# Supplied material

start

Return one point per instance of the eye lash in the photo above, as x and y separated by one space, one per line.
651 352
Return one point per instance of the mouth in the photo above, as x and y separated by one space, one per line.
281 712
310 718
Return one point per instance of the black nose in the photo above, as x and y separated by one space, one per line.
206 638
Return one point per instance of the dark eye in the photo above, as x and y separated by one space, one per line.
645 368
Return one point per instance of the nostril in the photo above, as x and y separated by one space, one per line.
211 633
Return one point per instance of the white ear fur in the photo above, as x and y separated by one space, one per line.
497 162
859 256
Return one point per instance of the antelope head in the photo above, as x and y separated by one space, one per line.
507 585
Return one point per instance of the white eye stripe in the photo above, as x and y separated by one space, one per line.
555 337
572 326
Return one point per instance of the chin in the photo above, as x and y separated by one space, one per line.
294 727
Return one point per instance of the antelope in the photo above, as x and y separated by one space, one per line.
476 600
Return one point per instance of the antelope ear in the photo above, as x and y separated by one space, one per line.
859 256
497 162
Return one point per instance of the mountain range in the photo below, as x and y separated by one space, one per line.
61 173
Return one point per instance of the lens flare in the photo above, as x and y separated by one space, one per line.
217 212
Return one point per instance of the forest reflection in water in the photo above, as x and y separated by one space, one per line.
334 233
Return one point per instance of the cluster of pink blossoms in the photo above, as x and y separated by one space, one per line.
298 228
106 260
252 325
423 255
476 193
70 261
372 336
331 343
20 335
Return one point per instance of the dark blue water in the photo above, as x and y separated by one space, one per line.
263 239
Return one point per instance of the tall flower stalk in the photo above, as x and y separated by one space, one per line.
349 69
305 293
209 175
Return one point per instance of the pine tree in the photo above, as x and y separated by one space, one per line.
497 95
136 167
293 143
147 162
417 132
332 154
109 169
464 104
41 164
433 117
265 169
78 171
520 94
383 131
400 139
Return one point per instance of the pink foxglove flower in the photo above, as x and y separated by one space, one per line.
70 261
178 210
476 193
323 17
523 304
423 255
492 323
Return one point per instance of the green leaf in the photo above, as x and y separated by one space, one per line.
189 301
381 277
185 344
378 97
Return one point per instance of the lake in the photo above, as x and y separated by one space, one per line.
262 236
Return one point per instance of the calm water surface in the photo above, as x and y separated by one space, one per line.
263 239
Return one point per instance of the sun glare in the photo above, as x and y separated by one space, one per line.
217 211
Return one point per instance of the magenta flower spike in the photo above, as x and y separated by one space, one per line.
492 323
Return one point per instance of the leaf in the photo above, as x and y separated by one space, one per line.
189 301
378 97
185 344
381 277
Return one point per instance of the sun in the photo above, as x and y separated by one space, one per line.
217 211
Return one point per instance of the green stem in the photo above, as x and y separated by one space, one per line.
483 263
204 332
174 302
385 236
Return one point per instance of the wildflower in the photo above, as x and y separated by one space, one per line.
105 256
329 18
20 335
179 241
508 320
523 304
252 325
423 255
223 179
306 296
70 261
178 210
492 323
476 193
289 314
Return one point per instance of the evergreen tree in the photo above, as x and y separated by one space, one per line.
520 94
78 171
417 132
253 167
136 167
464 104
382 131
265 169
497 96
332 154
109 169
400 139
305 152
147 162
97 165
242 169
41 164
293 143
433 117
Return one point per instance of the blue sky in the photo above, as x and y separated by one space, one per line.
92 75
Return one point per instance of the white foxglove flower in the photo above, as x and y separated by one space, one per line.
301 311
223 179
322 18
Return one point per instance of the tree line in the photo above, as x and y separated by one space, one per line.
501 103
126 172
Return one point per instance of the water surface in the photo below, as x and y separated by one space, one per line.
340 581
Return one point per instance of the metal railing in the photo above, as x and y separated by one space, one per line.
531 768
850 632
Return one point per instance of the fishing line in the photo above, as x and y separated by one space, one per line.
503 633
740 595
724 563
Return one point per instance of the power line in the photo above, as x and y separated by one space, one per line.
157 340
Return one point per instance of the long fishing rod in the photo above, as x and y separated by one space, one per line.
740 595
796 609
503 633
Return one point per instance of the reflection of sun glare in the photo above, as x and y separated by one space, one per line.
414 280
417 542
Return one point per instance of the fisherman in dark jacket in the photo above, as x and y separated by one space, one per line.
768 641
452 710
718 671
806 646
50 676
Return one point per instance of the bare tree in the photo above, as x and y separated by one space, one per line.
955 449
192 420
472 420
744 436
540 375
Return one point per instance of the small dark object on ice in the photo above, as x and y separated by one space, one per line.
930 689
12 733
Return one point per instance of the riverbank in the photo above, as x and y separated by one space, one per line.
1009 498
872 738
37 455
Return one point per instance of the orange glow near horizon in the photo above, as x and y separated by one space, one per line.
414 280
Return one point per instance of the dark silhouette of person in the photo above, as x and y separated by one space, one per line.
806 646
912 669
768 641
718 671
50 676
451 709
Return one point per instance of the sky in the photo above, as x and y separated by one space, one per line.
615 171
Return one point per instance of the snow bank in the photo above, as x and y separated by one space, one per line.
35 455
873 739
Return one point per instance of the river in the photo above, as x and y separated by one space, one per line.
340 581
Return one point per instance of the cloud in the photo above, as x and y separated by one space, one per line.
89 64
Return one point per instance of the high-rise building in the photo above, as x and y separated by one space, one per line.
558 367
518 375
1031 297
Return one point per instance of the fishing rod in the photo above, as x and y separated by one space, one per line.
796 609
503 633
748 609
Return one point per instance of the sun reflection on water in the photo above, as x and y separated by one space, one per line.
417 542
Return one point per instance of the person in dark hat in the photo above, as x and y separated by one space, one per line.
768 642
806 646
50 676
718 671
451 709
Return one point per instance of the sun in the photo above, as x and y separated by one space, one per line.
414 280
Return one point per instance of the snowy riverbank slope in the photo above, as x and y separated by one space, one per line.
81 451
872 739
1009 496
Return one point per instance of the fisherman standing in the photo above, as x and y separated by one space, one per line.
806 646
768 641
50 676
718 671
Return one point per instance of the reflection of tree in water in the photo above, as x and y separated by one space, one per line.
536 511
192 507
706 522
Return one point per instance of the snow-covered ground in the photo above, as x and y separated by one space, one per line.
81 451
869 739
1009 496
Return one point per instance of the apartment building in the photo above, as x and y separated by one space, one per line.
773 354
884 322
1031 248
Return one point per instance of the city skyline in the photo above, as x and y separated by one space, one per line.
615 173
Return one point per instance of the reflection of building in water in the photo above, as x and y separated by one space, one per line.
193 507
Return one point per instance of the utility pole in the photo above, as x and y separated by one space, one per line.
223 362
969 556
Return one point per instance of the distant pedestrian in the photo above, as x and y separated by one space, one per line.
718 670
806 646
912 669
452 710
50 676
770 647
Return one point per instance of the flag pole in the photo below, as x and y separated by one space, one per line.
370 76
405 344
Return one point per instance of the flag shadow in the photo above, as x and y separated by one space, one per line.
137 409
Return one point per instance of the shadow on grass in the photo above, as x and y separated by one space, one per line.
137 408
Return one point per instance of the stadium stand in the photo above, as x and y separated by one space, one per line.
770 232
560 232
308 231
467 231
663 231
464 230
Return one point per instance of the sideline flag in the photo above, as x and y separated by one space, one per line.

end

# Requirements
Rewrite the part of the listing above that starts at the line containing "Return one point per instance of the stadium" and runs through the end of the listing, keeping every line. Add 11 to each coordinate in the answers.

# Worked solution
Return one point per instance of the stadium stand in the photo above, as x and y separated by one space, one per line.
781 243
571 243
319 242
478 242
674 242
475 241
Return one point per instance of the sideline flag in the photo above, as x and y separated by one space, one per line.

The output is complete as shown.